§ **DO THIS**:
Could you copy out, word for word, everything in the rows below from the line containing "identify the potted" down to the line containing "737,670 -> 865,747", including both of those lines?
-- Begin SUPPLIED MATERIAL --
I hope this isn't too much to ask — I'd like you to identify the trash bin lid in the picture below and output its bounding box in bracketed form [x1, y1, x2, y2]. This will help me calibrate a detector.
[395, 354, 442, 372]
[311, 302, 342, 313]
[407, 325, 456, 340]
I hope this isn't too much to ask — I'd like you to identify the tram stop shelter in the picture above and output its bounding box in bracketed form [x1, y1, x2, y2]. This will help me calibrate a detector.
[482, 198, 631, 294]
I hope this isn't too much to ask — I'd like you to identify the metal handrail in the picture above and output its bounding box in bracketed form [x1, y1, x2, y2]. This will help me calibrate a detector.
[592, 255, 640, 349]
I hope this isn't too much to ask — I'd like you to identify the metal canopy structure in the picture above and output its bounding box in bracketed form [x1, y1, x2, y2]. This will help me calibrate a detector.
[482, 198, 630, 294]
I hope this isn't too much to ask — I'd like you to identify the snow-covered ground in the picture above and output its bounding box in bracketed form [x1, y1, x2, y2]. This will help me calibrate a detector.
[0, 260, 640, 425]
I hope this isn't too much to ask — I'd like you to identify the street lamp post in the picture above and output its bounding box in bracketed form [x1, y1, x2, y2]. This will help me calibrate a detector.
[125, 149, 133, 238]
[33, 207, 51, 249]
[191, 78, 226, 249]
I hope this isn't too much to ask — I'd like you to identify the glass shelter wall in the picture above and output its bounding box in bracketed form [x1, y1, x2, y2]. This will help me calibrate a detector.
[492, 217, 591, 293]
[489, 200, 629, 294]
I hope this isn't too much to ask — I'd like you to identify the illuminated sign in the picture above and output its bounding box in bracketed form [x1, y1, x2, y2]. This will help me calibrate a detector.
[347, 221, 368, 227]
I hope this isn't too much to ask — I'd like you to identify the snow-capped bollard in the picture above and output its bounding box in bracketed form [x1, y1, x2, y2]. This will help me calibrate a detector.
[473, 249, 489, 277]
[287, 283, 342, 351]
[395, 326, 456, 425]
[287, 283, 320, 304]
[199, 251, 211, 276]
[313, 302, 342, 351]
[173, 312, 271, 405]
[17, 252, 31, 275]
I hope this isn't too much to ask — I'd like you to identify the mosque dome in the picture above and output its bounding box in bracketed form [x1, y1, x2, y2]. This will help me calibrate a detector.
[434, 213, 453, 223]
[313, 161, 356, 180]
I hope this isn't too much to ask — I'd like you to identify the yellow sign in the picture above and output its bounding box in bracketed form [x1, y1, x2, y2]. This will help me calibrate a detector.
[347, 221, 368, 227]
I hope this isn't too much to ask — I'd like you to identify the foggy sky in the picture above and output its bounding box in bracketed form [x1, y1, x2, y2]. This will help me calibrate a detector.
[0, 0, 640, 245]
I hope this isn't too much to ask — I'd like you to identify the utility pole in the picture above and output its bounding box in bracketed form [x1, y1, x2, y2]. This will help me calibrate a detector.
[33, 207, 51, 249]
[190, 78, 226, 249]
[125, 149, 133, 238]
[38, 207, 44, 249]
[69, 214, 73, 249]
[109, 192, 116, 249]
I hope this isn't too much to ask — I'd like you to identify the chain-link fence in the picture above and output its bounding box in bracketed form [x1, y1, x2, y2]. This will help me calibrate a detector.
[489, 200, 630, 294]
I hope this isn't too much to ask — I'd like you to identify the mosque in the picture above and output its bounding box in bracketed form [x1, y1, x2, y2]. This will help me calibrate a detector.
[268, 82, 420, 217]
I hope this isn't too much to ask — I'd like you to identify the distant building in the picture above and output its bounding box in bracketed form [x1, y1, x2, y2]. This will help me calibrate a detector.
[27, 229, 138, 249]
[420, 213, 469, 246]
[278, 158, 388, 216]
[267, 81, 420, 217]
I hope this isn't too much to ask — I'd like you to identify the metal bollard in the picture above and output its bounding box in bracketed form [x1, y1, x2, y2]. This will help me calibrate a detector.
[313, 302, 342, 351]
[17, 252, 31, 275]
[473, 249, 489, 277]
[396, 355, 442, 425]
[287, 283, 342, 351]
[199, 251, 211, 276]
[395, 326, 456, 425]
-- End SUPPLIED MATERIAL --
-- Begin SUPPLIED MATERIAL --
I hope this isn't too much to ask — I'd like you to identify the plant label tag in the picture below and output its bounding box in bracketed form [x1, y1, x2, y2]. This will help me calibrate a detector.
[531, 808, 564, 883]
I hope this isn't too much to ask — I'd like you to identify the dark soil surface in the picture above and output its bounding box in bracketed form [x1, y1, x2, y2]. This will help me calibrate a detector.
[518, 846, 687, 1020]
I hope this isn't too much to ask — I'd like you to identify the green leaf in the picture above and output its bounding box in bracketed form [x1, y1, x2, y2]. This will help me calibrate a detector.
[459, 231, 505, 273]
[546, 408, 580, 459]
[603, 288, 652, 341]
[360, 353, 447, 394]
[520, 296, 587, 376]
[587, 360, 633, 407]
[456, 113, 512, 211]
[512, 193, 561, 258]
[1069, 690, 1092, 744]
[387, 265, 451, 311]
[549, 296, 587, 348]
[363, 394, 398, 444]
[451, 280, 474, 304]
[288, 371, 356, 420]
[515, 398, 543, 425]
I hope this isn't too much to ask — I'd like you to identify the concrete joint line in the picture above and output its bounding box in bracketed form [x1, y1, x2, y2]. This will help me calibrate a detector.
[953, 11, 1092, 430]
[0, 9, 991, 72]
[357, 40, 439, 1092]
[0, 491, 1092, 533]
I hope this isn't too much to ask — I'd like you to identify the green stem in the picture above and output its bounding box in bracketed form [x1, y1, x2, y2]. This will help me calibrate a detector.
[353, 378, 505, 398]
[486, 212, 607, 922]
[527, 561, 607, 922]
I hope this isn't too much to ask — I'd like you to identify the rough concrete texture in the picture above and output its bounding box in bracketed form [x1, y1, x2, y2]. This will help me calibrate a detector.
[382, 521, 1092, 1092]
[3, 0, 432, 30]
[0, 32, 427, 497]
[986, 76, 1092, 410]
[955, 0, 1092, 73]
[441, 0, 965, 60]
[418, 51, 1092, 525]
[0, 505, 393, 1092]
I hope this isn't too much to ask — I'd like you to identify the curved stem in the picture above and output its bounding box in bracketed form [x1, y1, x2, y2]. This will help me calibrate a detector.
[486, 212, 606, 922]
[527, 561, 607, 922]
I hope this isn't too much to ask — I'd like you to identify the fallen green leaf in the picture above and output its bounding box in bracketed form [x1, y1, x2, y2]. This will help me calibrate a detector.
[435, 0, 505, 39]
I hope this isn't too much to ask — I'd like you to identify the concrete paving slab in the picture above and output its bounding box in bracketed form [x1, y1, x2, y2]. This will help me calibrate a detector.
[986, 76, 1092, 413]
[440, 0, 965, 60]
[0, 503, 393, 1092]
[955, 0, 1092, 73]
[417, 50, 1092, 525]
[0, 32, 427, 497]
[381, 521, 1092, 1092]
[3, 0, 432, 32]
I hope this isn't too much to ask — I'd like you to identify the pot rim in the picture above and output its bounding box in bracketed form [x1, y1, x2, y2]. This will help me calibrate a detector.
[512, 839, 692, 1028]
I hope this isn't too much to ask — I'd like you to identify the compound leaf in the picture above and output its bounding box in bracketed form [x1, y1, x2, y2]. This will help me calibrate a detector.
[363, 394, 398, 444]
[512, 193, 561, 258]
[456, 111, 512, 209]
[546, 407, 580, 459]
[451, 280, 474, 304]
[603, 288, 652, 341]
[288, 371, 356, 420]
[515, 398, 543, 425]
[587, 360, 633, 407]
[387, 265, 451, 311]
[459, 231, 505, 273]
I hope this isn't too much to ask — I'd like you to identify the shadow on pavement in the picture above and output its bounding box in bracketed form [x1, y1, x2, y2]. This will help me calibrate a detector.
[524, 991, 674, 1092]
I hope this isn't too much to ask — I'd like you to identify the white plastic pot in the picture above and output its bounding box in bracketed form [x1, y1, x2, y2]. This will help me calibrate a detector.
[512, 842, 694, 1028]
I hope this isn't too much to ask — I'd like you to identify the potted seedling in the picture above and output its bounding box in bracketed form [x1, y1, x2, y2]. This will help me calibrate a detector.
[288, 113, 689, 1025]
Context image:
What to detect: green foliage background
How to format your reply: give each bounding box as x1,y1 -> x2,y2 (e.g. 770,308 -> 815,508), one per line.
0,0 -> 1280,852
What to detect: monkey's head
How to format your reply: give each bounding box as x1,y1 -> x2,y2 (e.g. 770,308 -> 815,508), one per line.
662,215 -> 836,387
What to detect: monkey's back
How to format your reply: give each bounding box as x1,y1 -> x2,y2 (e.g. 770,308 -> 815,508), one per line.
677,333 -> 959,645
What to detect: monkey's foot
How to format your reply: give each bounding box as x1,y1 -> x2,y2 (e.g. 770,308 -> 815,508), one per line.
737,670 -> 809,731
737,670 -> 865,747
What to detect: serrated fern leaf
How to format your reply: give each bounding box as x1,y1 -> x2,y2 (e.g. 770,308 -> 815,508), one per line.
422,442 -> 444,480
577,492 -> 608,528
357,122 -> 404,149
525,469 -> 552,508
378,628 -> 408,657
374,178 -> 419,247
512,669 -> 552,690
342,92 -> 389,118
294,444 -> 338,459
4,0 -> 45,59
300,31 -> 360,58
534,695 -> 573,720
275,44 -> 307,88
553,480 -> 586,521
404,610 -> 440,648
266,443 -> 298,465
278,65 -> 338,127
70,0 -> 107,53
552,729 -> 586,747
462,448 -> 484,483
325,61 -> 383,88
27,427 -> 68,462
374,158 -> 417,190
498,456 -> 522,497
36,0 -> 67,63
-- End SUPPLIED MATERIAL --
§ **RESPONSE TO THE TASK**:
I hope this isn't too much to ask — I'd like you to identify the potted seedling in the picture above and output its bounding box in bracketed form [x1, y1, x2, y2]. This will help me calibrate a detector.
[288, 113, 689, 1025]
Context image:
What to detect: green foliage background
How to format your reply: give each bounding box as x1,y1 -> x2,y2 (e.g. 770,308 -> 815,508), one per line.
0,0 -> 1280,852
What to detect: monkey's head
How to format your reply: give each bounding box as x1,y1 -> x2,y2 (e.g. 770,308 -> 815,508), one per line.
662,215 -> 836,387
What to detect: monkey's back
How to format your reply: give each bounding box as x1,y1 -> x2,y2 (e.g. 770,308 -> 815,508), one per line.
677,333 -> 959,645
What to detect: monkey's foot
How to format your reply: give each bounding box as x1,y1 -> x2,y2 (e.g. 770,308 -> 815,508), one per line.
737,670 -> 809,731
737,670 -> 865,747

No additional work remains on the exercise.